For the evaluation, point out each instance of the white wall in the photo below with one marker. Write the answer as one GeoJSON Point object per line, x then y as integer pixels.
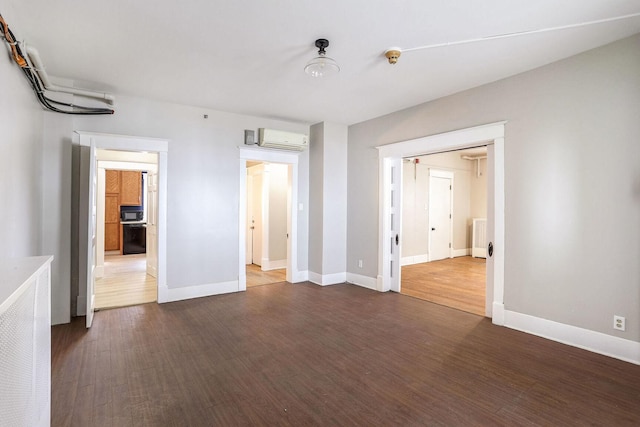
{"type": "Point", "coordinates": [33, 177]}
{"type": "Point", "coordinates": [478, 203]}
{"type": "Point", "coordinates": [328, 203]}
{"type": "Point", "coordinates": [203, 188]}
{"type": "Point", "coordinates": [572, 180]}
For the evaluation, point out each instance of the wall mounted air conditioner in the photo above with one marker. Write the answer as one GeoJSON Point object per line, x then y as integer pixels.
{"type": "Point", "coordinates": [271, 138]}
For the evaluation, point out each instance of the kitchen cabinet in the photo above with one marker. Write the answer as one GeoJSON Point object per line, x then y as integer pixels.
{"type": "Point", "coordinates": [112, 182]}
{"type": "Point", "coordinates": [130, 188]}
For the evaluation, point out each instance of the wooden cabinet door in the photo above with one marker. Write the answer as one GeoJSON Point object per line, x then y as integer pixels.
{"type": "Point", "coordinates": [111, 222]}
{"type": "Point", "coordinates": [112, 181]}
{"type": "Point", "coordinates": [131, 188]}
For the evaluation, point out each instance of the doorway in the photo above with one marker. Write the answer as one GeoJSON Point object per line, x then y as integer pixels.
{"type": "Point", "coordinates": [86, 164]}
{"type": "Point", "coordinates": [443, 197]}
{"type": "Point", "coordinates": [267, 207]}
{"type": "Point", "coordinates": [126, 245]}
{"type": "Point", "coordinates": [390, 163]}
{"type": "Point", "coordinates": [290, 159]}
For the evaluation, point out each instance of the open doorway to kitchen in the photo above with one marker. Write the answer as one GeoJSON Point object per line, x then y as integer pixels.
{"type": "Point", "coordinates": [126, 262]}
{"type": "Point", "coordinates": [444, 215]}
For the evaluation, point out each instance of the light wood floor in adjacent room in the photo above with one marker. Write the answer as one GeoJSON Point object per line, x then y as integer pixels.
{"type": "Point", "coordinates": [456, 282]}
{"type": "Point", "coordinates": [257, 277]}
{"type": "Point", "coordinates": [342, 355]}
{"type": "Point", "coordinates": [125, 282]}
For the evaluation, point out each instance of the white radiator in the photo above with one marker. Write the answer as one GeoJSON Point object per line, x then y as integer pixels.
{"type": "Point", "coordinates": [25, 342]}
{"type": "Point", "coordinates": [479, 239]}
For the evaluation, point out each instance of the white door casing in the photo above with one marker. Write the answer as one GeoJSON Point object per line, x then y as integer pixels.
{"type": "Point", "coordinates": [91, 234]}
{"type": "Point", "coordinates": [491, 135]}
{"type": "Point", "coordinates": [391, 175]}
{"type": "Point", "coordinates": [152, 224]}
{"type": "Point", "coordinates": [440, 214]}
{"type": "Point", "coordinates": [87, 217]}
{"type": "Point", "coordinates": [275, 156]}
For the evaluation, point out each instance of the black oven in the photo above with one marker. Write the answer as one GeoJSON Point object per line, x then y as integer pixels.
{"type": "Point", "coordinates": [131, 216]}
{"type": "Point", "coordinates": [134, 238]}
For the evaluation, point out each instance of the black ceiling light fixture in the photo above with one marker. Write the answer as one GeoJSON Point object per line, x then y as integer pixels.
{"type": "Point", "coordinates": [321, 65]}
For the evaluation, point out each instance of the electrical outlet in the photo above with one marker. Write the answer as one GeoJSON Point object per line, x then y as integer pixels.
{"type": "Point", "coordinates": [619, 323]}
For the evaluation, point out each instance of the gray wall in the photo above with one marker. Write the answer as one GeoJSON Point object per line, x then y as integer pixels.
{"type": "Point", "coordinates": [327, 251]}
{"type": "Point", "coordinates": [203, 183]}
{"type": "Point", "coordinates": [32, 169]}
{"type": "Point", "coordinates": [572, 183]}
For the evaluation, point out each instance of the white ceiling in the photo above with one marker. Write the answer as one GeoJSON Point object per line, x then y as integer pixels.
{"type": "Point", "coordinates": [248, 56]}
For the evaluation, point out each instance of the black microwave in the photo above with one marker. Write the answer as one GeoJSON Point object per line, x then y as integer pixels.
{"type": "Point", "coordinates": [131, 216]}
════
Exercise goal. Reproduce every one of the lines above word for word, leaving out the picture.

Exercise output.
For the evaluation, point out each instance of the white wall in the photo below with one marker. Write the answer as one GeoJSON Point object per line, x then y as integer pixels.
{"type": "Point", "coordinates": [33, 177]}
{"type": "Point", "coordinates": [478, 203]}
{"type": "Point", "coordinates": [328, 203]}
{"type": "Point", "coordinates": [203, 188]}
{"type": "Point", "coordinates": [572, 180]}
For the evaluation, point out each instance of the wall mounted air conditioner in the photo above with one marker. Write the answer as one GeoJSON Point object per line, x then y as integer pixels.
{"type": "Point", "coordinates": [271, 138]}
For the evaluation, point out each instance of the kitchen cabinet in the photo above with one marker. Write the answer as one GeoJSON Point object per line, x then y as integer pixels.
{"type": "Point", "coordinates": [112, 182]}
{"type": "Point", "coordinates": [130, 188]}
For the evaluation, point out each instance of the wooden cabinet door in the photo above with one marker. Write the answer as one GeoJSON Point object per line, x then y as integer pixels.
{"type": "Point", "coordinates": [111, 222]}
{"type": "Point", "coordinates": [112, 181]}
{"type": "Point", "coordinates": [131, 188]}
For the evaluation, point out each instance of the doorway in the photo above with one marker. Write the answer as one GeoJSON Point object per line, x then y as integer pixels.
{"type": "Point", "coordinates": [86, 164]}
{"type": "Point", "coordinates": [443, 197]}
{"type": "Point", "coordinates": [267, 207]}
{"type": "Point", "coordinates": [126, 245]}
{"type": "Point", "coordinates": [390, 163]}
{"type": "Point", "coordinates": [290, 159]}
For the evaluation, point out each instance of the open doorway to kitchen in the photo above with one marker. Write the answer as one GeoJSON Point object per line, x then y as integer pixels.
{"type": "Point", "coordinates": [126, 262]}
{"type": "Point", "coordinates": [444, 215]}
For the evaluation, point out each instance of the light wood floor in adjacent room in the photo above with one marker. Write the answer as one GeoJSON Point object per line, x then y as integer pixels.
{"type": "Point", "coordinates": [456, 282]}
{"type": "Point", "coordinates": [257, 277]}
{"type": "Point", "coordinates": [342, 355]}
{"type": "Point", "coordinates": [125, 282]}
For the evaluation, point out each instance of the white radiator in the photo above with one marker. Write the answer as one GeoJSON Point object per line, x then y as integer pixels.
{"type": "Point", "coordinates": [25, 342]}
{"type": "Point", "coordinates": [479, 239]}
For the evaluation, point out each instance of the white door casing in the photo above with one marker. Write the answer as one GeoJSON Point object per line, x then y as integer pixels.
{"type": "Point", "coordinates": [91, 234]}
{"type": "Point", "coordinates": [491, 135]}
{"type": "Point", "coordinates": [391, 175]}
{"type": "Point", "coordinates": [152, 224]}
{"type": "Point", "coordinates": [440, 214]}
{"type": "Point", "coordinates": [87, 217]}
{"type": "Point", "coordinates": [275, 156]}
For the evaluation, point out each instance of the black oven in the photo above with one marker. Write the answer as one GeoJSON Point object per line, x then y as integer pixels.
{"type": "Point", "coordinates": [131, 216]}
{"type": "Point", "coordinates": [134, 238]}
For the evaluation, point out each instance of the black ceiling light fixture in the photo above with one marker. Write the answer as one GeoJSON Point object per line, x then y as integer pixels.
{"type": "Point", "coordinates": [321, 65]}
For the evaluation, point out each instance of the electrical outlet in the photo above with one marker. Write the answer as one GeoJSON Point object per line, x then y as integer pixels.
{"type": "Point", "coordinates": [619, 323]}
For the evaluation, point out each instance of the gray wall in the photo above with one marker. Write the answer as one GeoJSON Point object per line, x then y as integer pixels.
{"type": "Point", "coordinates": [327, 251]}
{"type": "Point", "coordinates": [203, 183]}
{"type": "Point", "coordinates": [32, 169]}
{"type": "Point", "coordinates": [572, 183]}
For the evaluation, point out each instance of the white ceiling in the photo above with one marker. Write the answer as one GeoJSON Point object per line, x then y as integer pixels.
{"type": "Point", "coordinates": [248, 56]}
For the evaluation, point out each instance of the black microwave in the photo above with one marker. Write the answer as one GeoJSON Point object per line, x then y as integer pixels.
{"type": "Point", "coordinates": [131, 216]}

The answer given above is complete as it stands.